— start of Data to process —
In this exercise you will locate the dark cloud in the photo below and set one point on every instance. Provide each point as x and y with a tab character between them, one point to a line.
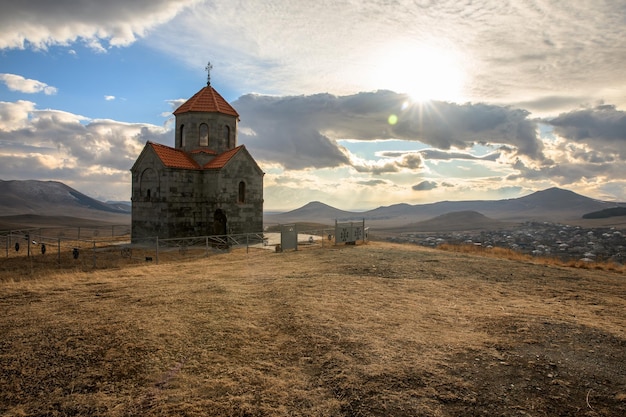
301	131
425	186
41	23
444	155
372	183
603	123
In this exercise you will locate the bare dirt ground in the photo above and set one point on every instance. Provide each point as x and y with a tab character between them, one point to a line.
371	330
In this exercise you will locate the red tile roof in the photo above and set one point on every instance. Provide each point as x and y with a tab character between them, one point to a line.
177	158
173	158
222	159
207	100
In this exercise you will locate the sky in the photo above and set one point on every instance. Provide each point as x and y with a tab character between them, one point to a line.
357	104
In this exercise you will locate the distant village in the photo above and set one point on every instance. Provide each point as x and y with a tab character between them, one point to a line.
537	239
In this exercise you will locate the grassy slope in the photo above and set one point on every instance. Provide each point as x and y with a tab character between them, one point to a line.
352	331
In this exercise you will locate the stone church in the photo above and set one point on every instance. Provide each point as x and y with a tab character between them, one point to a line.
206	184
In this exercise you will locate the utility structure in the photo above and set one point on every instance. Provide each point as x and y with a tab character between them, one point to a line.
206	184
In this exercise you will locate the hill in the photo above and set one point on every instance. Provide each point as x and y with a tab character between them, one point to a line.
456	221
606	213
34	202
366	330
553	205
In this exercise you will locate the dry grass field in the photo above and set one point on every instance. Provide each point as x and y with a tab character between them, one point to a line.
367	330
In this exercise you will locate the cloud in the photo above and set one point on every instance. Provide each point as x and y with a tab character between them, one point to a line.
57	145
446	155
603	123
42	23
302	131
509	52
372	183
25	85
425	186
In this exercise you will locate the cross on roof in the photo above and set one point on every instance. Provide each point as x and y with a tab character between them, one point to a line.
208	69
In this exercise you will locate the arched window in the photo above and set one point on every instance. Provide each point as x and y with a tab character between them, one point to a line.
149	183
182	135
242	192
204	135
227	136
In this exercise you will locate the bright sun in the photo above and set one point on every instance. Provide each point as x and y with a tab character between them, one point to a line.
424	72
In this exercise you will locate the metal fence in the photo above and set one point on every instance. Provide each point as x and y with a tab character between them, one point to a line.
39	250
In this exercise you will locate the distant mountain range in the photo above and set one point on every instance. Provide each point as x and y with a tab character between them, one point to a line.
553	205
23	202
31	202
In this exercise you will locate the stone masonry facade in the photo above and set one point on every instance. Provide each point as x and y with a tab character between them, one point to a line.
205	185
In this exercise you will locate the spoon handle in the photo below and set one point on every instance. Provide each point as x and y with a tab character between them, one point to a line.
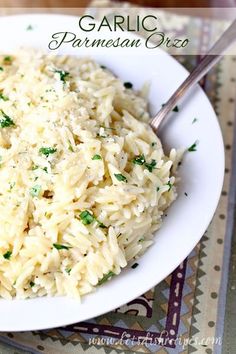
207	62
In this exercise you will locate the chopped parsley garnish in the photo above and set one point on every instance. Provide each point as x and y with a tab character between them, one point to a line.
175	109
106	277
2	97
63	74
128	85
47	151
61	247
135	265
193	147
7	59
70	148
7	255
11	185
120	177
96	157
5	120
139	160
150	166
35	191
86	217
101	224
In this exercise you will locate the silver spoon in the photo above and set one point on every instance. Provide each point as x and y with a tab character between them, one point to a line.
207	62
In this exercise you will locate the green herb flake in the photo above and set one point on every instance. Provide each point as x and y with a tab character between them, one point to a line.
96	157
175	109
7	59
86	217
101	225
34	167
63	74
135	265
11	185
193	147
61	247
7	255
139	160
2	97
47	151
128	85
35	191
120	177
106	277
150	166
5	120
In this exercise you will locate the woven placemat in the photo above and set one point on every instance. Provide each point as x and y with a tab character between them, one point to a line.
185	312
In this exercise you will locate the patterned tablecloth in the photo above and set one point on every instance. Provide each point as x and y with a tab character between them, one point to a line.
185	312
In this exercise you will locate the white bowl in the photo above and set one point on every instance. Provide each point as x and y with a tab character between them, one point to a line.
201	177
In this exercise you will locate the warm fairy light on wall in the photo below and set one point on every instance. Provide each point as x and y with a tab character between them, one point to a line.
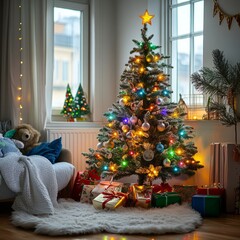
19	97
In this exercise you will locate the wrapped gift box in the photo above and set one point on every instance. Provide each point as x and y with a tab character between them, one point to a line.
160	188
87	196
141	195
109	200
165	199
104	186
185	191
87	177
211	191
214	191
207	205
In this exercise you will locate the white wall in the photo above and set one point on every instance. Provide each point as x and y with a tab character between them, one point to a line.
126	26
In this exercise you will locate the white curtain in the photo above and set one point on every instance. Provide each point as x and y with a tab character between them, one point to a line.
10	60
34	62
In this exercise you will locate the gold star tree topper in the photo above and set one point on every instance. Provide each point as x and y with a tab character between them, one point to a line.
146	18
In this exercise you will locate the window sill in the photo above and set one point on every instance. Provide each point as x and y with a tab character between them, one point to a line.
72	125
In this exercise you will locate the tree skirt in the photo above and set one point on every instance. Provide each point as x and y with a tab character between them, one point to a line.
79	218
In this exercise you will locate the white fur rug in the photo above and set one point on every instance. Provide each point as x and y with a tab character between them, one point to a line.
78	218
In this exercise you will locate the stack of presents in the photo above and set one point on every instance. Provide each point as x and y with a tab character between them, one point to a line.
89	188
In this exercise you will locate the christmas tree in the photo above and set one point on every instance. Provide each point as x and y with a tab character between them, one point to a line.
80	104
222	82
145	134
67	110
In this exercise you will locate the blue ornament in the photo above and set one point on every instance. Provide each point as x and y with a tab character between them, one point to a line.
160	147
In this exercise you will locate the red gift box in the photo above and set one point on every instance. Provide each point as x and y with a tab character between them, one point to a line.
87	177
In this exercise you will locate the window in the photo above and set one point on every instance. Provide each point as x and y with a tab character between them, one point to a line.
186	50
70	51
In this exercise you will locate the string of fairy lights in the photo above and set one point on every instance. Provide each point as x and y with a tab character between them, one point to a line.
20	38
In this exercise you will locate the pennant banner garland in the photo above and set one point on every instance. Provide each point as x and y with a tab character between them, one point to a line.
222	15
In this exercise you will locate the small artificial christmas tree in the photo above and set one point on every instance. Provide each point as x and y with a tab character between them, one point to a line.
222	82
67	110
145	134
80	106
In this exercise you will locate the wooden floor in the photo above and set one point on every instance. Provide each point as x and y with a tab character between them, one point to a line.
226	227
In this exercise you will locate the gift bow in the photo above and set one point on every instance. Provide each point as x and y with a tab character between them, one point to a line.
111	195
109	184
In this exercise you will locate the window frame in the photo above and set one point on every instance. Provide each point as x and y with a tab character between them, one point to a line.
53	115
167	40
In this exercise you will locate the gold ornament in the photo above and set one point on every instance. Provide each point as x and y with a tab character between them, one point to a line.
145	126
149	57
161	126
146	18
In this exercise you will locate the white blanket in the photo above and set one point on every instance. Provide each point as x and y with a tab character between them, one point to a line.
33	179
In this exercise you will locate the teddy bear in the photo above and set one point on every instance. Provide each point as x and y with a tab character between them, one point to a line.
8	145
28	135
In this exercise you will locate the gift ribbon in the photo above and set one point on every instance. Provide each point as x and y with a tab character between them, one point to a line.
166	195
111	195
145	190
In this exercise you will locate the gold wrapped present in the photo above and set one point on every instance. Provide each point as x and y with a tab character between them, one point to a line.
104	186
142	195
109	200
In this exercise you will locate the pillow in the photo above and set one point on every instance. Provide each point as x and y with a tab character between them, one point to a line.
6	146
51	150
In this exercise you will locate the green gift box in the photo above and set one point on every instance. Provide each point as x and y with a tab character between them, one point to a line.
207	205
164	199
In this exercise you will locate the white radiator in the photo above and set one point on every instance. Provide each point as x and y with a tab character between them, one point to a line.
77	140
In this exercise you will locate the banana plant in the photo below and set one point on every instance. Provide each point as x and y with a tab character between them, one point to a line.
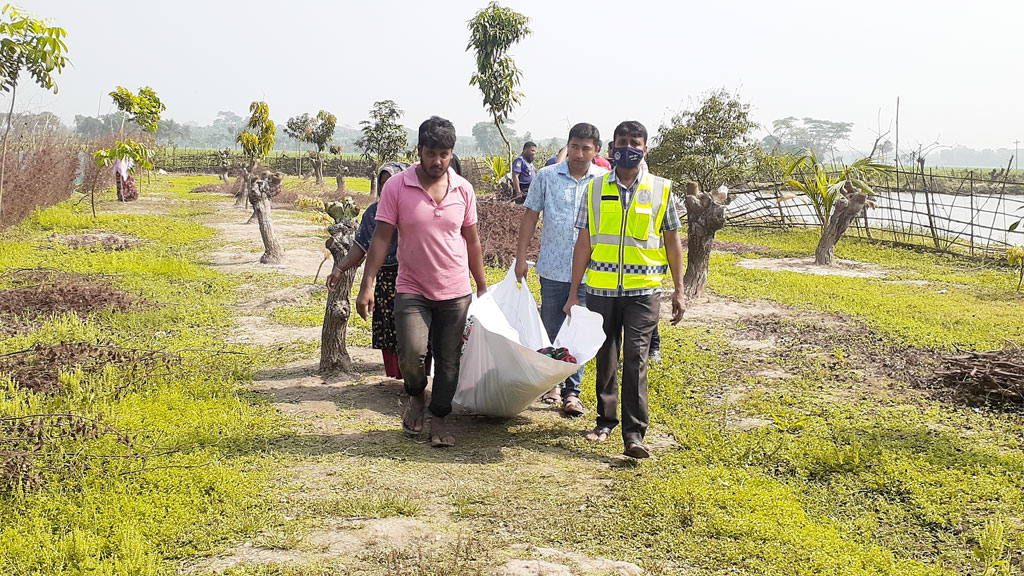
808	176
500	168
— end of Data to process —
— start of Data to process —
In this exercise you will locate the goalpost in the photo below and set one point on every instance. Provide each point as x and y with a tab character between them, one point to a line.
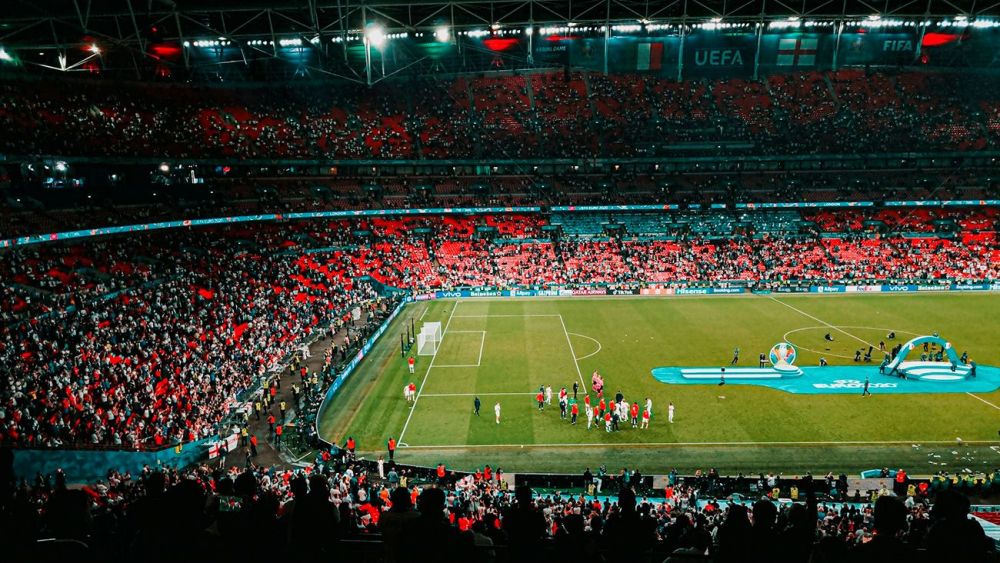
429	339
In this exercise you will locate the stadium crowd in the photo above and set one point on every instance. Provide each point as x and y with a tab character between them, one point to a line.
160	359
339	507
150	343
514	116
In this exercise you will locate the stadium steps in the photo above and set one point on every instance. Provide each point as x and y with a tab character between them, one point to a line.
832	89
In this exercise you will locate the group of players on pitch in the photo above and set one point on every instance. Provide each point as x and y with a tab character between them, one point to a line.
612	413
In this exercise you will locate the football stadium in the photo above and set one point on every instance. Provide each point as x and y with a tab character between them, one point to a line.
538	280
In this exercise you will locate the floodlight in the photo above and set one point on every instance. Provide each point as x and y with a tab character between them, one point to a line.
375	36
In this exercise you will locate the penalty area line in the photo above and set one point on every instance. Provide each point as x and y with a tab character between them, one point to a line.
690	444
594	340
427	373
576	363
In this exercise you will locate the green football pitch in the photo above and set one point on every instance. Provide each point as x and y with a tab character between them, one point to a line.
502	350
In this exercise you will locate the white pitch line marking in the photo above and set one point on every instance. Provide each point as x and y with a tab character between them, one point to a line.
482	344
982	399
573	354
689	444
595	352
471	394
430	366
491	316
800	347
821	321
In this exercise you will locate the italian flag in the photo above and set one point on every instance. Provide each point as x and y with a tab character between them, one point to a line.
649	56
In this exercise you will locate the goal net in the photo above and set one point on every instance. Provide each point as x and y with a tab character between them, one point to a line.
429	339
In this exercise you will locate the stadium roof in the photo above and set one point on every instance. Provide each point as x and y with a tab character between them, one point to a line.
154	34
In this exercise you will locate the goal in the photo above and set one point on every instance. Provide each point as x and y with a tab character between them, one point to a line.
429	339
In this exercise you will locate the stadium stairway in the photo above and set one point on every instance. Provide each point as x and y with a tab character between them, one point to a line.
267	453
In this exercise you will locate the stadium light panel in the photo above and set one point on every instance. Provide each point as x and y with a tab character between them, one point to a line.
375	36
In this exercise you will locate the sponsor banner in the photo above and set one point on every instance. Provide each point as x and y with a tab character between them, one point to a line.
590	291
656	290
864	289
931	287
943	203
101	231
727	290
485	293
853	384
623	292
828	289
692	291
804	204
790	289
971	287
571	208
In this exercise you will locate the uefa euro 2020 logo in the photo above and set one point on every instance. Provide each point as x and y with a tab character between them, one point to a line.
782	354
— end of Data to process —
[Problem] Identify every line of the records above that contains the word "distant", treating uppercase and lowercase letters as distinct, and copy each such line in full.

[Exercise result]
In this exercise you will locate the distant village in the photo above and set one point on every instance. Provide each point as x and y with a tab character between them, one point to a line.
In this exercise you will locate the distant mountain range in the photo above and set one point on every instance. Provide each point as x and y with a tab character between them, one point to a line.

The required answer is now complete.